=== ACTIVITIES ===
A) Repeat the passage of the commentary on the baby formula shortage word for word, starting with "It’s an encouraging" and going on through "empty shelves replenished.".
B) List every measure or proposal from the administration that the commentary on the baby formula shortage mentions.

=== TEXT PROVIDED ===
President Biden on Thursday spoke to the leading manufacturers of baby formula amid deep frustration and panic from caretakers over the nationwide shortage, announcing additional measures from the administration aimed at alleviating the current emergency. These include allowing vulnerable families who rely on WIC benefits to purchase from a wider variety of formula options and cracking down on price-gouging.
It’s an encouraging step forward. The shortage, a potentially life-threatening scenario for countless infants, had received little attention from lawmakers on either side of the aisle. (Until this week, many seemed wholly unaware that a shortage even existed.) But while it’s a relief to see the White House recognizing the urgency of the situation, the new actions appear limited and do little to answer the most pressing question looming over families right now: when we can start seeing empty shelves replenished.
As a new mother who relies on formula to feed her seven-month-old, I couldn’t help but scratch my head at some of the announced proposals. For example, the administration indicated that it’s talking to foreign trading partners over potential imports. But 98 percent of formula is domestically produced. The popular formula brands in Europe are also not allowed to be sold in the States and are highly discouraged by pediatricians. I know because after buying the European brand Holle in the initial days of my son’s life—when the pressure to bring him back to birth weight made breastfeeding incredibly difficult for me—I was immediately instructed not to use it because it wasn’t FDA approved. I’m thankful, amid this shortage, that I never binned it and wouldn’t hesitate to use it should my current supply of FDA-approved formula vanishes.
The announcement to increase the number of formula products that can be used under WIC is crucial and is sure to be welcomed by low-income families who have been unnecessarily burdened by the program’s restrictions. But the administration, as demonstrated by Thursday’s White House press briefing, still doesn’t appear to have a sufficient response for caretakers struggling to secure formula that go beyond referring to a doctor. While calling up the pediatrician could bring answers for some—though I struggle to believe that they’re in a position to hand out tons of formula at this point—plenty of vulnerable families lack the health insurance to turn to a pediatrician.
I still have to wonder how much of the current shortage could have been prevented if the government had stepped in earlier. After all, the out-of-stock rate for baby formula started rising in early 2021, only to get significantly worse by the summer. Between November and April 2022, the rate jumped to a staggering 31 percent.

=== Phrase grounding data ===
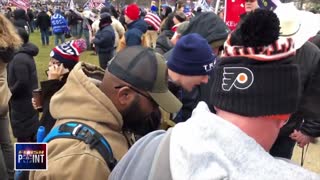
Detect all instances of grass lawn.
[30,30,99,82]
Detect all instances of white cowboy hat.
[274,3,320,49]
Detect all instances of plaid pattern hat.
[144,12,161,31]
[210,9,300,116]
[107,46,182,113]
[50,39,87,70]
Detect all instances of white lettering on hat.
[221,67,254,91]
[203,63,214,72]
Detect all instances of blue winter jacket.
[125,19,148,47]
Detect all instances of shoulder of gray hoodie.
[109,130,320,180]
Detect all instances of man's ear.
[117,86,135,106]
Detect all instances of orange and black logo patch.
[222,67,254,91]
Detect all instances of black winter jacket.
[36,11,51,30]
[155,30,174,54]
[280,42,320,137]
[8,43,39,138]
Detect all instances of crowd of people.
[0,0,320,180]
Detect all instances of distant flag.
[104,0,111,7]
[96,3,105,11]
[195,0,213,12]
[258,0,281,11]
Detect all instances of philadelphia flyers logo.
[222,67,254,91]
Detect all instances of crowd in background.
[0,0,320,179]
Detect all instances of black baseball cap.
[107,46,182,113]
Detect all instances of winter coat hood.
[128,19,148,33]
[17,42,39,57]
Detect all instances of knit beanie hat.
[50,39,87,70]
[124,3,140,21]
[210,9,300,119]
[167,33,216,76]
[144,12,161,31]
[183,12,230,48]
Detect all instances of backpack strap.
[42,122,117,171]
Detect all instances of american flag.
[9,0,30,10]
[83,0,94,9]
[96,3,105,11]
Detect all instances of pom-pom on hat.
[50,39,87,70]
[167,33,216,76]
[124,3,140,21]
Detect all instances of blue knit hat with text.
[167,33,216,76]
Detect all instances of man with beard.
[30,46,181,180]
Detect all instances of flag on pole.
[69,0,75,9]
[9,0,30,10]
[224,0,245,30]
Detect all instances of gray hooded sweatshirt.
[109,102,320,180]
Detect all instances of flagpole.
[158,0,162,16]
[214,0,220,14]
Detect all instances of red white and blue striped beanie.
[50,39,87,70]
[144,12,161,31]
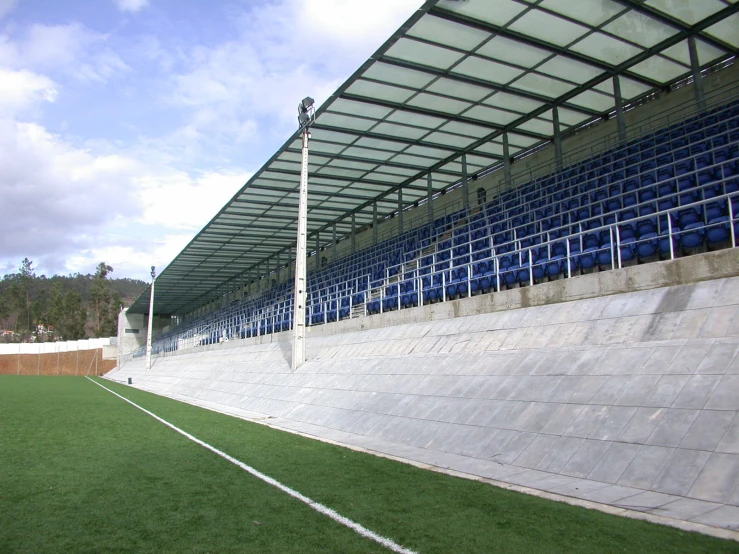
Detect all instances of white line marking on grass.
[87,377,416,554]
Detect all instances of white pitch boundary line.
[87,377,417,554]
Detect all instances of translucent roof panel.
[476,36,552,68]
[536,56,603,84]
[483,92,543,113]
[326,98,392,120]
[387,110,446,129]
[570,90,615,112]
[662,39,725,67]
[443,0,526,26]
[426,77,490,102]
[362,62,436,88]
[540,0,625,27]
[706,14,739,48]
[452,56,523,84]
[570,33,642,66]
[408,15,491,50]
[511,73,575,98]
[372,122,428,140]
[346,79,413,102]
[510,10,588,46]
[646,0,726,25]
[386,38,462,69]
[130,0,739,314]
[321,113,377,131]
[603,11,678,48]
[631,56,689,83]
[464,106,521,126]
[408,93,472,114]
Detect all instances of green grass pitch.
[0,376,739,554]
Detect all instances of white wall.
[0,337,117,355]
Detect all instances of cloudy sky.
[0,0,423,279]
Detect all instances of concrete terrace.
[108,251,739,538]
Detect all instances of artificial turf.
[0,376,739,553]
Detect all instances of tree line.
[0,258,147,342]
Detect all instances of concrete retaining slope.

=== RESULTS BY TASK ===
A)
It’s an encouraging step forward. The shortage, a potentially life-threatening scenario for countless infants, had received little attention from lawmakers on either side of the aisle. (Until this week, many seemed wholly unaware that a shortage even existed.) But while it’s a relief to see the White House recognizing the urgency of the situation, the new actions appear limited and do little to answer the most pressing question looming over families right now: when we can start seeing empty shelves replenished.

B)
- Allowing families who rely on WIC benefits to buy from a wider variety of formula options
- Cracking down on price-gouging
- Talking to foreign trading partners about potential formula imports